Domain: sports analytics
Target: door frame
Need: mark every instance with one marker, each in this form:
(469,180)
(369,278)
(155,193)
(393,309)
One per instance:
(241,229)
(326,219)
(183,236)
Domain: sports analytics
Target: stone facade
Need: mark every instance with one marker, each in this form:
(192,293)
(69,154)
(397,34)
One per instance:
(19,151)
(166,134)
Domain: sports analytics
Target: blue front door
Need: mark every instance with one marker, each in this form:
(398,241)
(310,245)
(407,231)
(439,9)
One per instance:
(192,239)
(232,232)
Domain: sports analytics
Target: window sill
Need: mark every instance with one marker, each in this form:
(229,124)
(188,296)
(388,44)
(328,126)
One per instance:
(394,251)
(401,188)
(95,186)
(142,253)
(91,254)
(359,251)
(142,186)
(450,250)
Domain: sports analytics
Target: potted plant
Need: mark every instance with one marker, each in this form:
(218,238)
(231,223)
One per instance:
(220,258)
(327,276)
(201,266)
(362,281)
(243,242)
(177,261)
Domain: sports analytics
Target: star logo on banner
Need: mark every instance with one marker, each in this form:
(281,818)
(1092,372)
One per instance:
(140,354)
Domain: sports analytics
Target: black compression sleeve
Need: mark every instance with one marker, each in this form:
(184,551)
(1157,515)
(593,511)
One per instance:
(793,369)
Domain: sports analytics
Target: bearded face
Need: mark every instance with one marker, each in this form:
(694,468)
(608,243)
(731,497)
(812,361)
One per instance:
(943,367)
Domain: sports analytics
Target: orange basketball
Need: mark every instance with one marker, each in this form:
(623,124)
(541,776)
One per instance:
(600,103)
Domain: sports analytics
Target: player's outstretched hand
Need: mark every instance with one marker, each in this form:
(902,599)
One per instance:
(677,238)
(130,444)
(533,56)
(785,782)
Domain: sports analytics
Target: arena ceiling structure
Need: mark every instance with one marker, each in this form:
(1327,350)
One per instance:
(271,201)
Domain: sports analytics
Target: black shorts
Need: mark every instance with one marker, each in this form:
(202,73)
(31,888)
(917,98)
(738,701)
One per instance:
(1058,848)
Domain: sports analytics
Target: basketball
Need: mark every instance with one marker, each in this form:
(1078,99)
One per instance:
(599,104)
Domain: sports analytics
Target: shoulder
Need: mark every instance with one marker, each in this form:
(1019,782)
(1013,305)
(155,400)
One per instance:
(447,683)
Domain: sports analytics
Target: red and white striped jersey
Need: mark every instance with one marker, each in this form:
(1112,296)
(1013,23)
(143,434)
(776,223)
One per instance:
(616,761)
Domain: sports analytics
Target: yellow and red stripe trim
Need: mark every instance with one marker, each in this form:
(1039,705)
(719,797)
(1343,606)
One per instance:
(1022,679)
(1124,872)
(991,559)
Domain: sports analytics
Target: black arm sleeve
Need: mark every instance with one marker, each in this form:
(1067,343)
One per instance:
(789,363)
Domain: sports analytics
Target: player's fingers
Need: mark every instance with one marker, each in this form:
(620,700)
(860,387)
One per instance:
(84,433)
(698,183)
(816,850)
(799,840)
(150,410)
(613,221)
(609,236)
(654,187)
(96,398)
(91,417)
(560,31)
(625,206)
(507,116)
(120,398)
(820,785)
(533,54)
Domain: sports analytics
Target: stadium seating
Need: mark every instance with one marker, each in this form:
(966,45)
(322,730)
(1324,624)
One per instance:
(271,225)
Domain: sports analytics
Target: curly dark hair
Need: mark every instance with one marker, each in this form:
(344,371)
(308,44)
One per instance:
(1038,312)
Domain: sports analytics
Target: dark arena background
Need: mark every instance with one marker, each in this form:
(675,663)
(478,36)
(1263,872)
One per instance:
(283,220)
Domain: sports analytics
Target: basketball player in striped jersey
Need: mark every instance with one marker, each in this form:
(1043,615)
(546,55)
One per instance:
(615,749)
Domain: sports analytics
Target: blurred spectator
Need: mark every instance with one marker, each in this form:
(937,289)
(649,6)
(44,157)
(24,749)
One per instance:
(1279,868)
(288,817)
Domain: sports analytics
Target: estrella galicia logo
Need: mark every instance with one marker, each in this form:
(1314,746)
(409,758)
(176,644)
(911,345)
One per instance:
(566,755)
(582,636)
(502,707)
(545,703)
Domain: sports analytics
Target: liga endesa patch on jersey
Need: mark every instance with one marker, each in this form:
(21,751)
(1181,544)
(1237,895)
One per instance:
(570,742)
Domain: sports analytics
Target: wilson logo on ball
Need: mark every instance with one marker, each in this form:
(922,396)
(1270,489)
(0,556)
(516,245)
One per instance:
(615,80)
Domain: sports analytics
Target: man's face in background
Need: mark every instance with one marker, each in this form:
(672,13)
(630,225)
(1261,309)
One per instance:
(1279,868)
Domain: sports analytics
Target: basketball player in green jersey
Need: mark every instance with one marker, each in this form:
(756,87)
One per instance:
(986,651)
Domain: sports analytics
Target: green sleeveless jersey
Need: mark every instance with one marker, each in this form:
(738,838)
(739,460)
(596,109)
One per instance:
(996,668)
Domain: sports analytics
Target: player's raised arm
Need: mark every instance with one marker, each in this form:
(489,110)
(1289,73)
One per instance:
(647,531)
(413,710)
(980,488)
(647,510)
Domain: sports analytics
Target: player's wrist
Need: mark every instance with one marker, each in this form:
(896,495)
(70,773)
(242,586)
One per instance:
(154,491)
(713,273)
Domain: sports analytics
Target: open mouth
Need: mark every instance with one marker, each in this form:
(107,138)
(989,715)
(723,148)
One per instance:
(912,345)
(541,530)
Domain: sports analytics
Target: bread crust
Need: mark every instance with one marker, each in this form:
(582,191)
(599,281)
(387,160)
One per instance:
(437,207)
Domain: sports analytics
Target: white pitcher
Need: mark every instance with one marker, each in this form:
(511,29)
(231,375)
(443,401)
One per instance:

Direction:
Return each line from the records above that contains the string "striped", copied in full.

Full response:
Target: red and white striped jersey
Target: basketball player in striped jersey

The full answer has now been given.